TEXT EXTRACT:
▬▬▬

This is an archived snapshot of W3C's public bugzilla bug tracker, decommissioned in April 2019. Please see the home page for more details.

Bug 10801 - Limit the number of iterations in the loops in the AAA
Summary: Limit the number of iterations in the loops in the AAA
Status: RESOLVED FIXED
Alias: None
Product: HTML WG
Classification: Unclassified
Component: pre-LC1 HTML5 spec (editor: Ian Hickson) (show other bugs)
Version: unspecified
Hardware: All All
: P1 critical
Target Milestone: ---
Assignee: Ian 'Hixie' Hickson
QA Contact: HTML WG Bugzilla archive list
URL:
Whiteboard:
Keywords:
Depends on:
Blocks:
 
Reported: 2010-09-29 11:02 UTC by Henri Sivonen
Modified: 2010-10-19 07:27 UTC (History)
8 users (show)

See Also:


Attachments

Description Henri Sivonen 2010-09-29 11:02:06 UTC
WebKit currently limits the number of iterations in the loops in the AAA. Gecko has corresponding patch waiting to land.

For interop, the spec should have normative limits here, and they should be as low as compat with existing content permits.

I'll suggest specific limits when I've analyzed the data Philip kindly provided on this topic.
Comment 1 Ian 'Hixie' Hickson 2010-09-30 09:18:31 UTC
I considered this when first writing the parser (it's not just the AAA where you really want limits  it's actually reasonable to put limits on the depth of the stack in general), but I was of the opinion then that that would fall under the "hardware limitations" clause and be left up to the UAs, since the limits would grow over time.

Also, there are different ways to handle limits. The most clever way to handle an infinite depth of <font>s, for example, is probably to drop some of the <font>s from the middle of the stack, preferably those with no attributes, or at least with no event handlers and no IDs.

It might make sense to suggest places for limits and how to handle them, though, especially if it is important for interop. If you have good suggestions for what to do there, please reopen the bug. I'd be happy to consider them.


EDITOR'S RESPONSE: This is an Editor's Response to your comment. If you are satisfied with this response, please change the state of this bug to CLOSED. If you have additional information and would like the editor to reconsider, please reopen this bug. If you would like to escalate the issue to the full HTML Working Group, please add the TrackerRequest keyword to this bug, and suggest title and text for the tracker issue; or you may create a tracker issue yourself, if you are able to do so. For more details, see this document:
   http://dev.w3.org/html5/decision-policy/decision-policy.html

Status: Did Not Understand Request
Change Description: no spec change
Rationale: Closing temporarily pending further data.

▬▬▬

DATA SEGMENT:
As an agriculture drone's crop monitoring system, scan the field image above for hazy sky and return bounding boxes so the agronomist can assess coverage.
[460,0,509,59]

▬▬▬

JOBS:
**A.** From the bug report above the data, write out the passage from "Description Henri Sivonen" up to and including "waiting to land.".
**B.** According to the bug report, which browser engine already limits the number of iterations in the loops in the AAA?
**C.** Carry on the W3C bug report about limiting loop iterations in the AAA from the point where it stops.

RESPONSES PER TASK:
**A.**
Description Henri Sivonen 2010-09-29 11:02:06 UTC
WebKit currently limits the number of iterations in the loops in the AAA. Gecko has corresponding patch waiting to land.

**B.** WebKit

**C.**
Comment 2 Henri Sivonen 2010-10-13 12:32:22 UTC
(In reply to comment #1)
> I considered this when first writing the parser (it's not just the AAA where
> you really want limits  it's actually reasonable to put limits on the depth of
> the stack in general), but I was of the opinion then that that would fall under
> the "hardware limitations" clause and be left up to the UAs, since the limits
> would grow over time.

It's not clear that we'd want to increase the limits over time in order to get diminishing returns from supporting even crazier legacy content as the time goes on.

> Also, there are different ways to handle limits. The most clever way to handle
> an infinite depth of <font>s, for example, is probably to drop some of the
> <font>s from the middle of the stack, preferably those with no attributes, or
> at least with no event handlers and no IDs.

The way both Gecko and WebKit currently handle AAA limits is that the inner loop and the outer loop have a cap on max iterations per loop entry. If the max is hit, the code exists the loop without any fancy cleanup.

> It might make sense to suggest places for limits and how to handle them,
> though, especially if it is important for interop. If you have good suggestions
> for what to do there, please reopen the bug. I'd be happy to consider them.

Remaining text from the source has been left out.